• WHAT TO PRODUCE: Reproduce the following listing verbatim, every line in its original order.

========

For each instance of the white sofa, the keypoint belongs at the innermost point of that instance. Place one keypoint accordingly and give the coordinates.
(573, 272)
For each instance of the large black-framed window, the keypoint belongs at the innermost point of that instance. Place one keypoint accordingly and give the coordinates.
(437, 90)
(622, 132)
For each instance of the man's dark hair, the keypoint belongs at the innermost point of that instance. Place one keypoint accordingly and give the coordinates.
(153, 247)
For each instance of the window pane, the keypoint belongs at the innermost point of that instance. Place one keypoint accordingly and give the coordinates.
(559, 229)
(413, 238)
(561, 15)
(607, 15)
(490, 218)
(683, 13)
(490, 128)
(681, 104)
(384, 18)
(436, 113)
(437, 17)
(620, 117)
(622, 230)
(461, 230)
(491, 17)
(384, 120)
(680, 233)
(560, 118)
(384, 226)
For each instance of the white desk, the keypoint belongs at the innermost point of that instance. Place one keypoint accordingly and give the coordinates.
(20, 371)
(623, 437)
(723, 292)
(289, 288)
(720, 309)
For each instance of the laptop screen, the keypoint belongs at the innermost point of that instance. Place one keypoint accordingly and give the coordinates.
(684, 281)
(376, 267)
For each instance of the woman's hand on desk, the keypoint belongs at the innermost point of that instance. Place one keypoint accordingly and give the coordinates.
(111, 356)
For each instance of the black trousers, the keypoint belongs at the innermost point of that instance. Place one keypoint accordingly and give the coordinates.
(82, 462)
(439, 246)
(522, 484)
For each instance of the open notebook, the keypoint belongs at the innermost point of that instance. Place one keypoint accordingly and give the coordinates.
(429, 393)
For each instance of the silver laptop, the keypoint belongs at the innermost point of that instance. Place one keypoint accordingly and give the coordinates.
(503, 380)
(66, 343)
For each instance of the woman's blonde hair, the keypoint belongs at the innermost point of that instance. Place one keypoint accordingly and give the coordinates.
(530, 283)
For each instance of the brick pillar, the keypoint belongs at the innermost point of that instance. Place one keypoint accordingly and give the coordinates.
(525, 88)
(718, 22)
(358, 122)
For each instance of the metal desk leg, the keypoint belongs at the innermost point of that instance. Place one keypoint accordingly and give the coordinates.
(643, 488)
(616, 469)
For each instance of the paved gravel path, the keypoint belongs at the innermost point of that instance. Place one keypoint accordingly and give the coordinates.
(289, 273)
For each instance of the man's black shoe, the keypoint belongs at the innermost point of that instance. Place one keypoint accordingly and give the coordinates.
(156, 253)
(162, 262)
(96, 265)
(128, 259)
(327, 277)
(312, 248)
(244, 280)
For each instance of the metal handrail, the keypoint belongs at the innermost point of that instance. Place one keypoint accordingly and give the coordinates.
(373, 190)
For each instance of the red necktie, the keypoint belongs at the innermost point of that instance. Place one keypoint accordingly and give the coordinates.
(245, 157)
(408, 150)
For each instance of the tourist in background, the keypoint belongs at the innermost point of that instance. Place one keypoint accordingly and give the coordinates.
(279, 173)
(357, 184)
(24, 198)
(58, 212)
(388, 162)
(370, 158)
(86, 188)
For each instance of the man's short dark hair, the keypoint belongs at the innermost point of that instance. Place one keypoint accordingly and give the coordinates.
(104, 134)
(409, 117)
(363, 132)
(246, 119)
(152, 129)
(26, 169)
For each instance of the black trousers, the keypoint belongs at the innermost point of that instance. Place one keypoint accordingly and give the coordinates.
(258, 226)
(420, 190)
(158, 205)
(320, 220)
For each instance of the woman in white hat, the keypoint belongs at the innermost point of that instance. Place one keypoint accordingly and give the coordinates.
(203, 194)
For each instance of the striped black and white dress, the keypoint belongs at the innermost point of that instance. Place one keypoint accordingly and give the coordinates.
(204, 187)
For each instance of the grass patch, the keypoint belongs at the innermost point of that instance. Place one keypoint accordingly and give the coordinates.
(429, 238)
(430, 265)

========

• CORRECT OUTPUT:
For each instance of the white sofa, the keypoint belongs at the innermost point of that instance. Place one keypoint accordingly and give the coordinates.
(573, 272)
For each instance of the large black-framed window, the keypoint belongs at the innermost point of that instance. Place one keypoint accordingly and give the coordinates.
(437, 90)
(622, 132)
For each instance of the man's dark hair, the keypoint belongs at the innermost point of that instance. Place one keypoint accordingly and give the coordinates.
(153, 247)
For each instance of the window pane, the keypoint belongs at the innermost point of that instance. Place one keypoint accordingly and give the coordinates.
(559, 229)
(413, 238)
(561, 15)
(607, 15)
(490, 218)
(683, 13)
(490, 128)
(681, 104)
(384, 18)
(436, 113)
(437, 17)
(620, 117)
(622, 230)
(461, 230)
(491, 17)
(384, 120)
(680, 233)
(560, 118)
(384, 226)
For each instance of the white desk, the keypoint belongs at the innermost point of that instance. Place one keypoint accordingly and give the coordinates.
(20, 371)
(623, 437)
(723, 292)
(289, 288)
(720, 309)
For each instance of the laptop screen, the keypoint belongs at the innermost point of that instance. Place one keypoint accordingly and give the coordinates.
(684, 281)
(376, 267)
For each instance of the woman's hand on desk, the keypoint belongs at the innermost point of that instance. Place one keypoint accordingly and give the coordinates.
(111, 356)
For each instance of the black trousers, the keypoint belongs at the innermost point of that instance. Place one keypoint accordingly and give the coordinates.
(82, 462)
(439, 246)
(522, 484)
For each instance of the open notebook, the keypoint belongs at the innermost point of that instance. Place one keypoint accordingly and give the coordinates.
(429, 393)
For each instance of the silver laptop, the keypoint belongs at the innermost point of that instance. Place one keypoint accordingly and give the coordinates.
(503, 380)
(66, 343)
For each instance of the woman's blonde hair, the keypoint belongs at the innermost point of that instance. Place one keypoint accordingly and give the coordinates.
(530, 283)
For each instance of the brick pillar, the keypoint belongs at the innermost point of that instance. Place one keypoint accordingly and give the coordinates.
(525, 88)
(718, 22)
(358, 122)
For each instance of the metal desk leg, the keypoint belongs at the innermost point of that instance. Place one keypoint accordingly and give the coordinates.
(643, 488)
(616, 469)
For each instance of the paved gravel path, the keypoint belongs at the innermost point of that instance. Place one keypoint accordingly and give the coordinates.
(289, 273)
For each instance of the man's black shoe, the keypoint belongs at the innermost point of that instance. Place one keypoint accordingly and give the coordinates.
(156, 253)
(162, 262)
(96, 265)
(128, 259)
(327, 277)
(312, 248)
(244, 280)
For each instance of the metal handrail, the keypoint belongs at the innermost point of that instance. Place one keypoint accordingly and give the coordinates.
(373, 190)
For each instance of the red necktie, the keypoint belongs at the innermost point of that instance. Place one keypoint accordingly and give the coordinates.
(245, 157)
(408, 150)
For each instance of the tourist in background, the keypoint belongs at the innermost point of that instance. Place one keypoint accordingly and give the coordinates.
(279, 173)
(357, 184)
(24, 198)
(58, 212)
(388, 162)
(370, 158)
(86, 188)
For each instance of the man's short dark hair, the keypoint belongs at the innermost point of that instance. Place one keypoint accordingly and give the coordinates.
(104, 134)
(409, 117)
(363, 132)
(246, 119)
(152, 129)
(26, 169)
For each instance of the black trousers, the keypoint belongs at the innermost point of that instance. Place one keypoint accordingly and give the coordinates.
(258, 226)
(420, 190)
(158, 205)
(320, 220)
For each instance of the woman in white hat, the keypoint belongs at the innermost point of that instance. Place one keypoint accordingly and give the coordinates.
(203, 194)
For each instance of the striped black and white dress, the keypoint belongs at the innermost point of that instance. Place one keypoint accordingly and give the coordinates.
(204, 187)
For each instance of the grass patch, the keypoint belongs at the innermost point of that instance. Place one keypoint accordingly and give the coordinates.
(429, 238)
(430, 265)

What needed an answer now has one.